- **Instructions to follow**:
Reproduce the data below word for word, keeping every line and its order unchanged.
-------- Available data
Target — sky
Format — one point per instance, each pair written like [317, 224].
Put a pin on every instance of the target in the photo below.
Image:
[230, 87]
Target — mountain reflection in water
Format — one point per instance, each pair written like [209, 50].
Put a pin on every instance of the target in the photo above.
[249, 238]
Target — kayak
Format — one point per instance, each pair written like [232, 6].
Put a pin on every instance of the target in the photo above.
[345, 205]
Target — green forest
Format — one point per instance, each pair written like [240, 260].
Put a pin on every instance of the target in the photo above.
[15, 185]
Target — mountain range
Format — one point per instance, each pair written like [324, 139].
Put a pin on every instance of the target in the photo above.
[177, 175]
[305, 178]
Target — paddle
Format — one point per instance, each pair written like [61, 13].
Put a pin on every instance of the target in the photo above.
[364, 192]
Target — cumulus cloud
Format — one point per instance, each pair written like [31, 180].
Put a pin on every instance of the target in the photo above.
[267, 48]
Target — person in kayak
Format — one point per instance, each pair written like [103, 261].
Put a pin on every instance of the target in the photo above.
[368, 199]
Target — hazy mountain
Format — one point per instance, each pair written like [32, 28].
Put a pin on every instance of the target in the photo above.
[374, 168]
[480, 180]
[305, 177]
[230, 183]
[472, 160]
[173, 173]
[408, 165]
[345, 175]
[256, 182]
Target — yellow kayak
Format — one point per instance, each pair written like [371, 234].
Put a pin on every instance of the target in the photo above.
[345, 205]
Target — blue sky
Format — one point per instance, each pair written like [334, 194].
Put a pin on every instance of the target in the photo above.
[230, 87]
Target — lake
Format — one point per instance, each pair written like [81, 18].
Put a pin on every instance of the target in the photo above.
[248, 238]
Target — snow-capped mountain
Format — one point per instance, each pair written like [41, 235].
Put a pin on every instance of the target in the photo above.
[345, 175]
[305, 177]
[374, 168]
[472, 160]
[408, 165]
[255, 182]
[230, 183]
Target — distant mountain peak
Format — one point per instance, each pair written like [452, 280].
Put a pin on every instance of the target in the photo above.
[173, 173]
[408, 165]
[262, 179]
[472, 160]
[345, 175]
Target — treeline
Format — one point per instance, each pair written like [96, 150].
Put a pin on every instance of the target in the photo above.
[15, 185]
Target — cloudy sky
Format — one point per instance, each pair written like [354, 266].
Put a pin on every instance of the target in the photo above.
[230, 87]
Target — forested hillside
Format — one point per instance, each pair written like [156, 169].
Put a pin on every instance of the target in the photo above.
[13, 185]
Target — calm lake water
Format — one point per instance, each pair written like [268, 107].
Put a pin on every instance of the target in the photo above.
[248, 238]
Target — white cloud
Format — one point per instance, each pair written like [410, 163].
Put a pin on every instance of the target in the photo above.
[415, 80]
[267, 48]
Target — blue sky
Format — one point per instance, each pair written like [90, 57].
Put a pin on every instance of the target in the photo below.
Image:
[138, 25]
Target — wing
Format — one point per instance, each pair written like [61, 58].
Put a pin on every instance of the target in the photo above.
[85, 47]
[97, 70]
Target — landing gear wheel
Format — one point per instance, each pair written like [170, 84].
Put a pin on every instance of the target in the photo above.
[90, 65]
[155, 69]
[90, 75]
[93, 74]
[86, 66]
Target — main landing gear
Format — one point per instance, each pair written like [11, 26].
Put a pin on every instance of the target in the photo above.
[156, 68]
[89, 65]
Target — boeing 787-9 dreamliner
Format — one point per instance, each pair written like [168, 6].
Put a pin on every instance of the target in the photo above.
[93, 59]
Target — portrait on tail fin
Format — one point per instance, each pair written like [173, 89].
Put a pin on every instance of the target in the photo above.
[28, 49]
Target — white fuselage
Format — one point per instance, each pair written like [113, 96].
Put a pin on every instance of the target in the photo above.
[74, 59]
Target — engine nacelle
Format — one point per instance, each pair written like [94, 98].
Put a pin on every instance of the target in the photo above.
----------------
- **Result for this exercise**:
Target — sky
Format — one point per instance, each pair written like [317, 224].
Put a pin on every instance of the target in the photo below.
Image:
[230, 87]
Target — mountain reflection in water
Format — one point per instance, each pair written like [209, 50].
Put a pin on every instance of the target in the photo above.
[249, 238]
Target — kayak
Format — one point per instance, each pair written like [232, 6].
Put a pin on every instance of the target in the photo above.
[345, 205]
Target — green forest
Format — one point per instance, each pair written like [240, 260].
Put a pin on every instance of the target in the photo above.
[15, 185]
Target — mountain range
Format — one point per instance, each pair written like [324, 139].
Put a pin on every instance of the target in the photo above.
[177, 175]
[305, 178]
Target — paddle
Format — one point per instance, each pair written like [61, 13].
Put a pin on every instance of the target in the photo above.
[364, 192]
Target — cumulus cloud
Format — one point per instance, each pair written like [31, 180].
Put a pin on every instance of the target in the photo above.
[267, 48]
Target — person in kayak
Format — one point per instance, each pair written like [103, 261].
Put a pin on every instance of the target in the photo above.
[368, 199]
Target — hazy mountain
Format — one point per instance, each pair written like [32, 28].
Put a pin on every instance of the target in the photo above.
[374, 168]
[480, 180]
[305, 177]
[230, 183]
[472, 160]
[173, 173]
[408, 165]
[345, 175]
[256, 182]
Target — yellow kayak
Format — one point per instance, each pair written like [371, 234].
Put a pin on every instance of the target in the photo above.
[345, 205]
Target — blue sky
Format — one point per instance, each pair written like [334, 194].
Put a pin on every instance of the target in the photo above.
[230, 87]
Target — lake
Format — one point per instance, each pair written like [81, 18].
Put a pin on every instance of the target in the photo above.
[248, 238]
Target — snow-capped mountain
Format — one point per instance, each pair written like [41, 235].
Put a pin on every instance of the target in the photo above.
[345, 175]
[305, 177]
[374, 168]
[472, 160]
[408, 165]
[255, 182]
[230, 183]
Target — distant mountain peak
Format — one point per instance, each pair written like [452, 280].
Put a pin on every instance of the target in the photo above.
[173, 173]
[408, 165]
[262, 179]
[472, 160]
[345, 175]
Target — treeline
Format — one point per instance, each pair written like [96, 150].
Put a pin on every instance of the target in the photo above.
[15, 185]
Target — cloudy sky
Format — one point per instance, each pair written like [354, 266].
Put a pin on every instance of the target in the photo above.
[230, 87]
Target — forested hillside
Format — one point per instance, each pair written like [156, 169].
Put a pin on every instance of the target in the photo above.
[13, 185]
Target — calm lake water
Format — one point per instance, each pair written like [268, 107].
Put a pin on every instance of the target in the photo above.
[248, 238]
Target — white cloud
Format — one point per instance, each pair written like [410, 163].
Put a pin on every instance of the target in the photo above.
[415, 80]
[267, 48]
Target — blue sky
Format — one point per instance, each pair written like [90, 57].
Put a pin on every instance of the target in the photo below.
Image:
[138, 25]
Target — wing
Format — one point per instance, each pair written like [61, 58].
Put a pin on every instance of the target in the photo above.
[85, 47]
[97, 70]
Target — landing gear wheel
Format — one point per instance, each pair written like [170, 84].
Put a pin on every instance of the target in the photo above.
[90, 65]
[155, 69]
[90, 75]
[93, 74]
[86, 66]
Target — main landing gear
Format — one point per instance, each pair written like [11, 26].
Put a pin on every instance of the target in the photo above.
[156, 68]
[89, 65]
Target — boeing 787-9 dreamliner
Format — one point per instance, each pair written like [168, 6].
Put a pin on every instance of the target in the photo above.
[93, 59]
Target — portrait on tail fin
Format — one point per instance, each pair written like [173, 89].
Put a pin on every instance of the target in the photo above.
[28, 49]
Target — white fuselage
Format — one point per instance, each pair written like [113, 96].
Put a pin on every instance of the target in the photo above.
[74, 59]
Target — engine nacelle
Format — one point per instance, each pair written like [94, 98].
Put a pin on every instance of the target in the photo above.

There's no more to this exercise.